▸ **Aim of the task**: Swap "hanging lantern" for "paper lantern" everywhere it occurs in the data, and write the data out again with nothing else altered.

(Records)
Start

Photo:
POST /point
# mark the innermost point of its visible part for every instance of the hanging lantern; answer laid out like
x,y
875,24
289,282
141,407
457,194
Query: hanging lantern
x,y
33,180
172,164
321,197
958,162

End

▸ **Worked solution**:
Photo:
POST /point
# mark the innermost point of its visible part for every instance of the paper lantern; answer laid out like
x,y
875,24
289,282
141,407
457,194
Query: paper lantern
x,y
33,180
172,164
321,197
958,162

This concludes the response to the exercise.